[Collected data]
^^^^

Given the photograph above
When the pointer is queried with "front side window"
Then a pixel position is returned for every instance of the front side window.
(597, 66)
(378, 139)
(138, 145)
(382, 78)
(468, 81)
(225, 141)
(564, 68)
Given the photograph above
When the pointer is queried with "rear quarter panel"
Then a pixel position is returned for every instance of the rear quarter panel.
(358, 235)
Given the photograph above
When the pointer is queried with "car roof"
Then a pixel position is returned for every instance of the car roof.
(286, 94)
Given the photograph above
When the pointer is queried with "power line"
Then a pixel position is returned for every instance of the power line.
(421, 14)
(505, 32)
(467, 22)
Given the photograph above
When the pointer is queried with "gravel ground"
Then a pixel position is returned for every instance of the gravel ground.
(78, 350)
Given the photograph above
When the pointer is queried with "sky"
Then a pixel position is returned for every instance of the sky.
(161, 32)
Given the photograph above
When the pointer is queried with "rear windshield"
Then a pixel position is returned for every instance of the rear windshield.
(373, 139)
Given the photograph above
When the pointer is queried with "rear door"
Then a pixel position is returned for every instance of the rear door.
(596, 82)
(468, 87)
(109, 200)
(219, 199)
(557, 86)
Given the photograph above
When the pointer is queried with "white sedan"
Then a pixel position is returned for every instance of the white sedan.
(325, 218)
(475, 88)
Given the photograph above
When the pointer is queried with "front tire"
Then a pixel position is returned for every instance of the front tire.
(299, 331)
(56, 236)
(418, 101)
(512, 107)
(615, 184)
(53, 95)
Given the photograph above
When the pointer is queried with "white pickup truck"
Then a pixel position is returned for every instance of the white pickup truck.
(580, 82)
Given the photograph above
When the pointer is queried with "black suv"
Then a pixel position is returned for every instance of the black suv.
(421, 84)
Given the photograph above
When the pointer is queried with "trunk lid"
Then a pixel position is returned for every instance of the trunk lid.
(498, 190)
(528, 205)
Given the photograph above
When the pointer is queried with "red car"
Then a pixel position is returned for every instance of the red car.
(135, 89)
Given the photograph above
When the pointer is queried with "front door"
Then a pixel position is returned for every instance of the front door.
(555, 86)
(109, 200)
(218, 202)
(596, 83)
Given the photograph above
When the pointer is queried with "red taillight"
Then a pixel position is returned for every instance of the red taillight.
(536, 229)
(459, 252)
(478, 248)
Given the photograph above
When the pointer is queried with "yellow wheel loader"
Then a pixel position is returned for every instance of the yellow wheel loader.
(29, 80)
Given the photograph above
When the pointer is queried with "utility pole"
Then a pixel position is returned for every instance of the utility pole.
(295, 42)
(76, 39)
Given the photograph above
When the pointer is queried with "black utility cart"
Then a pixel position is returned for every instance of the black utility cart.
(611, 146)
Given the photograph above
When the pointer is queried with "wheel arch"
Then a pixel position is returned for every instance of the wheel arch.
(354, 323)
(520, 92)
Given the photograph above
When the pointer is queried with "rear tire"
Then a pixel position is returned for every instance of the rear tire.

^^^^

--- PROBLEM REQUIREMENTS ---
The whole of the data must be given back word for word.

--- RESPONSE TO THIS EXERCISE ---
Given the photograph above
When the pointer is queried with "front side window"
Then a pixel position is returned for every instance of the front side window.
(597, 66)
(378, 139)
(138, 145)
(382, 78)
(468, 81)
(225, 141)
(564, 68)
Given the photograph above
When the pointer is queried with "rear quarter panel"
Then a pixel position is returned for every instance of the rear quarter panel.
(358, 235)
Given the photograph above
When the pointer is queried with "car roof"
Then a pixel position is returned for every instance of the car roof.
(286, 94)
Given the photograph above
When the pointer is queried with "power line"
Then a pixel position is returned for every instance of the power line.
(421, 14)
(505, 32)
(467, 22)
Given the photograph above
When the pointer is queried with "gravel ground"
Then a pixel position is returned for every instance of the gravel ground.
(78, 350)
Given the photograph above
When the pointer is queried with "sky"
Then a pixel position is returned for every instance of the sky.
(161, 32)
Given the photograph above
When the pointer is queried with "rear windshield"
Then a pixel position is returned for every instance of the rear windshield.
(373, 139)
Given the photograph above
When the pointer is queried with "rear door"
Then a pixel position is returned for every instance of the rear door.
(596, 82)
(468, 87)
(109, 200)
(219, 199)
(557, 86)
Given the photograph above
When the pointer is queried with "white sedan"
Then a pixel position is returned for every instance of the white sedan.
(325, 218)
(475, 88)
Given the photograph above
When the pointer is queried with "front tire"
Then a pixel position is returned for every instance of the front tire.
(299, 331)
(56, 236)
(418, 101)
(512, 107)
(615, 184)
(53, 95)
Given the photograph above
When the pointer is queried with "white pickup truck"
Then a pixel position is returned for every instance of the white pickup truck.
(580, 82)
Given the photograph above
When the pointer is queried with "black suv"
Then a pixel position is returned for every instance of the black suv.
(421, 84)
Given the photograph above
When the pointer is queried with "trunk lid"
Then a pixel position is returned for every instance of the trunk lid.
(498, 190)
(528, 205)
Given the photograph above
When the pointer is queried with "red car"
Then a pixel position is returned for every instance of the red car.
(135, 89)
Given the photograph above
When the pointer is queried with "front door"
Then a pixel position is returned for every instance of the front door.
(555, 86)
(109, 200)
(218, 202)
(596, 83)
Given the photograph above
When the pointer is queried with "red taillight"
Then a pixel position is returned for every instance of the red taillight.
(536, 229)
(459, 252)
(478, 248)
Given the photograph above
When the pointer is queried with "yellow wheel loader"
Then a pixel position is returned for every instance of the yellow wheel loader.
(29, 80)
Given the photograph above
When the pointer is queried with "utility pole"
Then a pixel position is returned for every instance of the utility pole.
(295, 42)
(76, 39)
Given the photograph above
When the pointer is queried with "black utility cart"
Then a pixel position is returned for every instance of the black utility cart.
(611, 146)
Given the photograph above
When the pointer is queried with "wheel arch"
Then a pixel position is returned for every instance of the wheel arch.
(354, 323)
(520, 92)
Given the photograph above
When the pointer is queried with "rear tire"
Then a pixel position is returned for every instance of the rear tire.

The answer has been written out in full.